Aim of the exercise:
Write out the entries below once more, exactly, with the pictures left out.

○ ○ ○

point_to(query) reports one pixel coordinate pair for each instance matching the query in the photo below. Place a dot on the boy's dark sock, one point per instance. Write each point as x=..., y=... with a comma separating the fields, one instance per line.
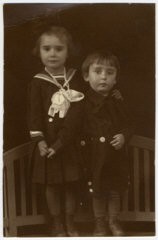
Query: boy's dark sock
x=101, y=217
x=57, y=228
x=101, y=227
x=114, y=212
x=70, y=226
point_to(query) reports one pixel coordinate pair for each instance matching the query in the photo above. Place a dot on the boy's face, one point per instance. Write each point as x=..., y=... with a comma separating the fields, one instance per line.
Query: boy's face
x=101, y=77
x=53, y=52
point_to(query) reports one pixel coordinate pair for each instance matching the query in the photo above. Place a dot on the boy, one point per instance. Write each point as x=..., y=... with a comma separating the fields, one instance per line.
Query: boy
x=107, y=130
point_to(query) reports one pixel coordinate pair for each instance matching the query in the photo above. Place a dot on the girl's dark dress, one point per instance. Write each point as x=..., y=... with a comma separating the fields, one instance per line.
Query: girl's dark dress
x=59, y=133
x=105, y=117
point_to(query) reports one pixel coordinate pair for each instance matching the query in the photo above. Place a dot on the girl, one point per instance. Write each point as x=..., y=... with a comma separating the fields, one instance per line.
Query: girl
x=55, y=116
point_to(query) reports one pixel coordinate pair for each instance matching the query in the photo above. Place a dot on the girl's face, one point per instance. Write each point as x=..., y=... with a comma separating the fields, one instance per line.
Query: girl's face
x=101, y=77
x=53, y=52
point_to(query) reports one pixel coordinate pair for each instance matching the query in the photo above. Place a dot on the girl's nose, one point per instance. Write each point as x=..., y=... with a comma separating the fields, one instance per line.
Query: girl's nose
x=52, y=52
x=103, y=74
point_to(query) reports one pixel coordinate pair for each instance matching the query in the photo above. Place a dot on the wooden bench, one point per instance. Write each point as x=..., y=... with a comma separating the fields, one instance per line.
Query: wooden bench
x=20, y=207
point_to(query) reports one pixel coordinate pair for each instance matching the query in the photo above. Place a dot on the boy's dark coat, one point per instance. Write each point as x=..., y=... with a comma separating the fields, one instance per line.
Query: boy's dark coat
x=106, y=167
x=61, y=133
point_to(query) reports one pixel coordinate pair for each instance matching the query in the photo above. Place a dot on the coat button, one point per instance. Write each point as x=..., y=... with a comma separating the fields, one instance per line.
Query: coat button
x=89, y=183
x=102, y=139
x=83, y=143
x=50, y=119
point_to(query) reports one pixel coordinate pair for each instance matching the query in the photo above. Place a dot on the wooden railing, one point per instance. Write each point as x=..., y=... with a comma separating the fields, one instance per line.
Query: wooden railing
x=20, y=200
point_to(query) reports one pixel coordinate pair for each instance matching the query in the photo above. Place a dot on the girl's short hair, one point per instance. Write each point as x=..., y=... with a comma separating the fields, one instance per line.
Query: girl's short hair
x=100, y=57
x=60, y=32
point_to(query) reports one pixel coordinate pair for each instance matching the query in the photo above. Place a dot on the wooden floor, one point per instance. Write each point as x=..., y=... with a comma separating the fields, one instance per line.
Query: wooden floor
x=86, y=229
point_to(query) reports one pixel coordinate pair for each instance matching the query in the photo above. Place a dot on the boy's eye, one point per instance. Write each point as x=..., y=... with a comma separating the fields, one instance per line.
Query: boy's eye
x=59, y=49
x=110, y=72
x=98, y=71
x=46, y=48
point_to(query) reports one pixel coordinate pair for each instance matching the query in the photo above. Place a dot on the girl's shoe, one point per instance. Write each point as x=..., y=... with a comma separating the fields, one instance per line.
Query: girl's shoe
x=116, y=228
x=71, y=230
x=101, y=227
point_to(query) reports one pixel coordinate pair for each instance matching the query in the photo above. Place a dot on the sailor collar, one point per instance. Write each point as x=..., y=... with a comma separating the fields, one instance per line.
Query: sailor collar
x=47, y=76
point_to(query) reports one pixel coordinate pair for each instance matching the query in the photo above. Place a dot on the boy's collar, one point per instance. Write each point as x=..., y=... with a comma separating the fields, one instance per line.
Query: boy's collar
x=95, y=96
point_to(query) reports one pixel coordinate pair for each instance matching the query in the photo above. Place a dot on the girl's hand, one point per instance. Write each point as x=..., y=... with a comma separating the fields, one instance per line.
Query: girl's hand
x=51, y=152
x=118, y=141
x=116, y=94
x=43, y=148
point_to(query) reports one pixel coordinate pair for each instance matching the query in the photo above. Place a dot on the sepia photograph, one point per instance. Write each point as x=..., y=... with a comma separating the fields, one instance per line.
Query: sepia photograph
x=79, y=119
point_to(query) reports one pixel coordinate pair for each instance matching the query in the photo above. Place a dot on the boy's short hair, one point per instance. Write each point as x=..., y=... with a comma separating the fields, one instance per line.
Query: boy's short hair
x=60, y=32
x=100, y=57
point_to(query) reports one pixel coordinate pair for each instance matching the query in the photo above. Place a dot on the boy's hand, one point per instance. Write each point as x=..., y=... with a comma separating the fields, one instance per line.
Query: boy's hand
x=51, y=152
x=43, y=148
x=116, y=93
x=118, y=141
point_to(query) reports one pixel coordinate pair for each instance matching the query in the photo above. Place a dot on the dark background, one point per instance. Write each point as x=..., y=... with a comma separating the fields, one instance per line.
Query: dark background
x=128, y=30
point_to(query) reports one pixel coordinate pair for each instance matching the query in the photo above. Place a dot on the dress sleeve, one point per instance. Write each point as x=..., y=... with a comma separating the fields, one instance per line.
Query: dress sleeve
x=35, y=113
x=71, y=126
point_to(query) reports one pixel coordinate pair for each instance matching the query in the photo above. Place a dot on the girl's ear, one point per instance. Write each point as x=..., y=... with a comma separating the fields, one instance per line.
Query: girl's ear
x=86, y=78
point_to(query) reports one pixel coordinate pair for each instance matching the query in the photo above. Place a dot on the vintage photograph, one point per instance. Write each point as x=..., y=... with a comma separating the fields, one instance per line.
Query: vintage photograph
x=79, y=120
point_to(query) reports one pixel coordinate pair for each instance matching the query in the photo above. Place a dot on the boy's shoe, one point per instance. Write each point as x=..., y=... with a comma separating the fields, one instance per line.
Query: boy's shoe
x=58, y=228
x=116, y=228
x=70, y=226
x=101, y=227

○ ○ ○

Result of the exercise:
point_to(query) reports one pixel coordinate pair for each instance matching the query in the photo below. Place a dot on the boy's dark sock, one point per instance. Write each point as x=..., y=... with a comma separating the fields, one instance per line.
Query: boy's dark sock
x=101, y=217
x=57, y=228
x=101, y=227
x=114, y=212
x=70, y=226
point_to(query) reports one pixel coordinate pair for each instance matching the query in the photo above. Place a dot on the boy's face, one point per instance. Write each point as x=..., y=... with a comma separating the fields, one instance per line.
Query: boy's face
x=101, y=77
x=53, y=52
point_to(query) reports one pixel coordinate pair for each instance matching the query in the photo above. Place a dot on the boy, one point per instance. Write each point as x=..., y=... with a comma separating the fields, one instance per line.
Query: boy
x=107, y=130
point_to(query) reports one pixel coordinate pair for each instance matching the query in the photo above. Place a dot on the girl's dark dress, one point per instance. Write each point as x=..., y=... with a comma separating the fields, one instance per line.
Query: girl's dark dress
x=59, y=133
x=105, y=117
point_to(query) reports one pixel coordinate pair for each instance matching the query in the photo above. Place a dot on the girl, one point per instance. Write each point as x=..., y=... with a comma separating the fields, one instance per line.
Query: girl
x=55, y=116
point_to(query) reports one pixel coordinate pair for each instance matching the query in the photo above. Place a dot on the girl's face, one point per instance. Write each point as x=..., y=... with a comma separating the fields, one instance per line.
Query: girl's face
x=101, y=77
x=53, y=52
point_to(query) reports one pixel coordinate pair for each instance matching the query in the photo above. Place a dot on the girl's nose, one point per instance. Write each point as x=..., y=... with a comma separating the fields, one instance per line.
Query: girl's nose
x=52, y=52
x=103, y=74
point_to(query) reports one pixel coordinate pair for each instance matching the query in the photo above. Place a dot on the wooden bench, one point per instance. Write each point as x=..., y=... with a comma separating the fields, one instance per line.
Query: wooden bench
x=20, y=207
point_to(query) reports one pixel coordinate pair for each instance matching the query in the photo above. Place a dot on the boy's dark coat, one point per instance. Write each point as x=..., y=... with a comma separating the fields, one instance per line.
Query: boy's dark coat
x=106, y=167
x=61, y=133
point_to(query) reports one pixel coordinate pair for each instance matching the query in the photo above. Place a dot on the coat button, one point per instance. Write each point as x=..., y=... with a comma separating the fields, one instance per line.
Query: coat button
x=89, y=183
x=102, y=139
x=83, y=143
x=50, y=119
point_to(query) reports one pixel coordinate pair for each instance matching the query in the photo above. Place a dot on the wooden railing, one point per instance. Write each point as x=..., y=... with a comma separating the fields, one instance per line.
Query: wooden railing
x=20, y=200
point_to(query) reports one pixel coordinate pair for each instance matching the query in the photo above. Place a dot on the girl's short hair, one point per instance. Write each point as x=..., y=... with a comma separating the fields, one instance per line.
Query: girl's short hair
x=100, y=57
x=60, y=32
point_to(query) reports one pixel coordinate pair for each instance matching the query in the photo above. Place a dot on the wooden floor, one point per instance. Write each point as x=..., y=... with a comma separating the fields, one instance per line.
Query: wooden floor
x=86, y=229
point_to(query) reports one pixel coordinate pair for each instance matching the query in the photo above. Place a dot on the boy's eye, one point per instance. Write each point as x=..., y=... with a comma separating the fields, one instance per line.
Query: boy's eye
x=59, y=49
x=110, y=72
x=98, y=71
x=46, y=48
point_to(query) reports one pixel coordinate pair for each instance matching the query in the photo above. Place a dot on the girl's shoe, one point per instance. Write each point as x=..., y=... with a comma separating the fields, one instance per line.
Query: girl's shoe
x=116, y=228
x=71, y=230
x=101, y=227
point_to(query) reports one pixel coordinate pair for each instance matching the query in the photo above. Place a dot on the sailor collar, one point per instance. Write each point as x=..., y=... with a comma separating the fields, one instance per line.
Query: sailor collar
x=47, y=76
point_to(query) reports one pixel coordinate pair for each instance matching the query in the photo above. Place a dot on the boy's collar, one point per instance. Write each point as x=..., y=... with a comma separating the fields, one instance per line.
Query: boy's collar
x=95, y=96
point_to(query) reports one pixel coordinate pair for each instance matching the query in the photo above. Place a dot on the girl's hand, one point per instance. Write each point as x=..., y=... with a comma separating the fields, one instance per line.
Query: girl's hand
x=51, y=152
x=118, y=141
x=116, y=94
x=43, y=148
point_to(query) reports one pixel coordinate pair for each instance matching the query in the photo above. Place a dot on the sepia photograph, one point per instance. Write each point as x=..., y=... with a comma separating the fields, one instance per line.
Query: sepia photograph
x=79, y=119
point_to(query) reports one pixel coordinate pair for each instance matching the query in the photo above. Place a dot on the boy's short hair, one point per instance. Write each point as x=..., y=... with a comma separating the fields, one instance per line.
Query: boy's short hair
x=60, y=32
x=100, y=57
point_to(query) reports one pixel coordinate pair for each instance matching the query in the photo above. Place a dot on the boy's hand, one point per instance. Write each point as x=..., y=... with a comma separating the fields, one instance per line.
Query: boy's hand
x=51, y=152
x=43, y=148
x=116, y=93
x=118, y=141
point_to(query) reports one pixel coordinate pair for each instance matching the query in the photo above. Place a dot on the dark background, one point per instance. Write each point as x=..., y=... with a comma separating the fields, one instance per line.
Query: dark background
x=128, y=30
point_to(query) reports one pixel coordinate pair for each instance matching the query in the photo above. Place a dot on the dress sleeve, one point per instance. Write each point as x=..., y=... with a comma separating the fields, one instance per line.
Query: dress sleeve
x=35, y=113
x=71, y=126
point_to(query) reports one pixel coordinate pair for each instance matching the query in the photo above. Place a dot on the girl's ear, one point per instance. Write each point as x=..., y=... with a comma separating the fields, one instance per line.
Query: girl's ear
x=86, y=78
point_to(query) reports one pixel coordinate pair for each instance matching the query in the photo above. Place a dot on the vintage photograph, one point per instance. Write each point as x=..., y=... with a comma separating the fields, one instance per line.
Query: vintage photograph
x=79, y=120
point_to(query) reports one pixel coordinate pair for each instance matching the query in the photo above. Place a dot on the boy's shoe, one point per instance. Write each point as x=..., y=... with a comma separating the fields, one instance per line.
Query: boy's shoe
x=58, y=228
x=116, y=228
x=70, y=226
x=101, y=227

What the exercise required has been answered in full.